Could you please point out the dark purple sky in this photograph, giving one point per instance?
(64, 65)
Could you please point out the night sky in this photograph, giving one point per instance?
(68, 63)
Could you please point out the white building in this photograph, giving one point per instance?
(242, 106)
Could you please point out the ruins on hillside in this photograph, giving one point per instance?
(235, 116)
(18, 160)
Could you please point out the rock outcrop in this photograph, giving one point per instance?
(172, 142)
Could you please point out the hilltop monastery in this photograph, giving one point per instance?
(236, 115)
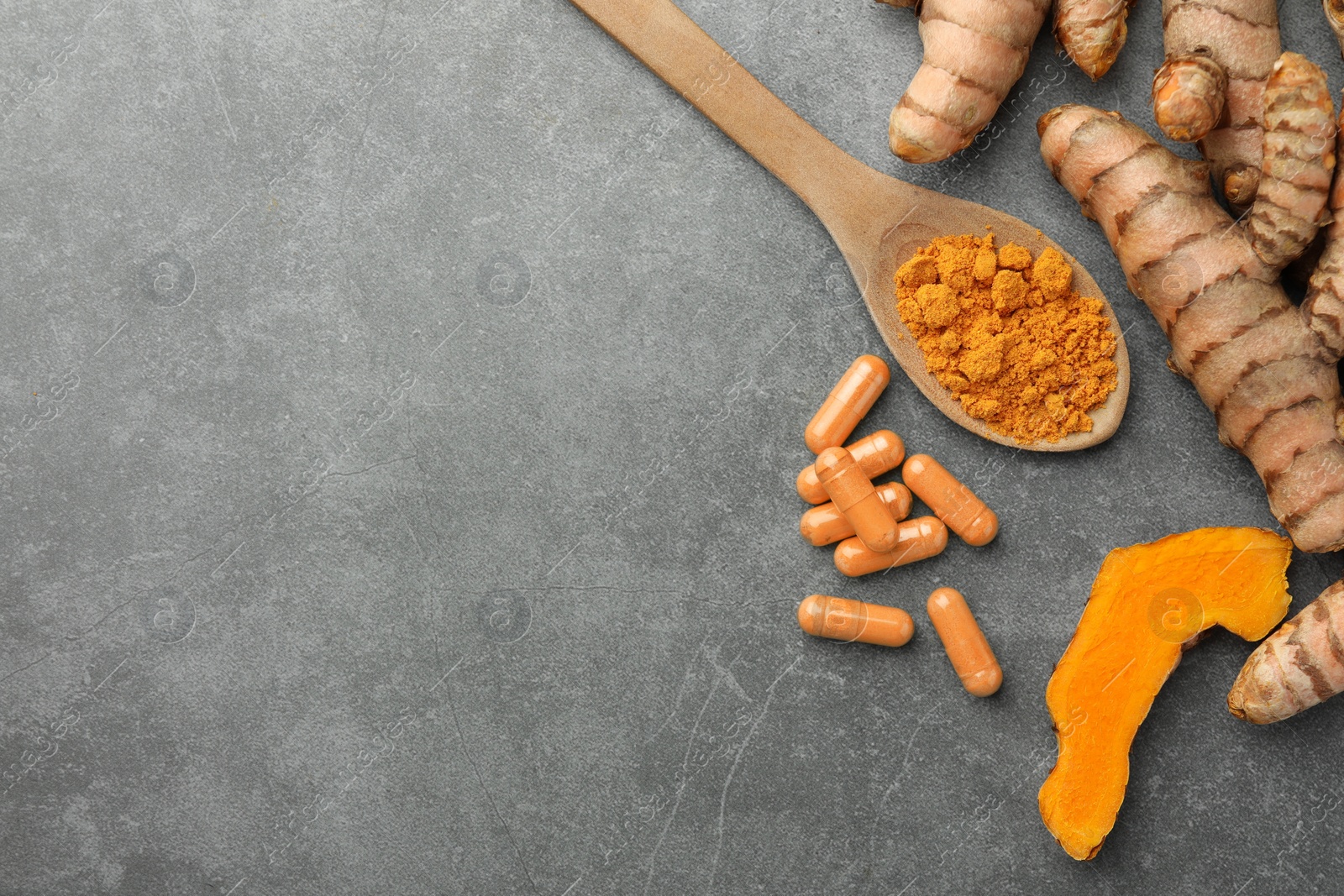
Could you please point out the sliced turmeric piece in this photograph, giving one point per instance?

===============

**What the task requires**
Above are the records. Copy exactly, and only, the lines from the line containing "Could you please point out the white" through the last one, omitting any pictures.

**Answer box**
Could you please point out the white building in this photograph, giving one point per instance?
(242, 106)
Could you please point out the ruins on hillside in this photograph, giving one point per instance?
(235, 116)
(18, 160)
Could you please point out the rock outcrop in this photograph, giving one point per instance?
(172, 142)
Could you please point out the hilltop monastery in this photograph, giving one point per instance?
(236, 115)
Could you please point out the sliced turmeric piece in this photograph, giving one point per instance?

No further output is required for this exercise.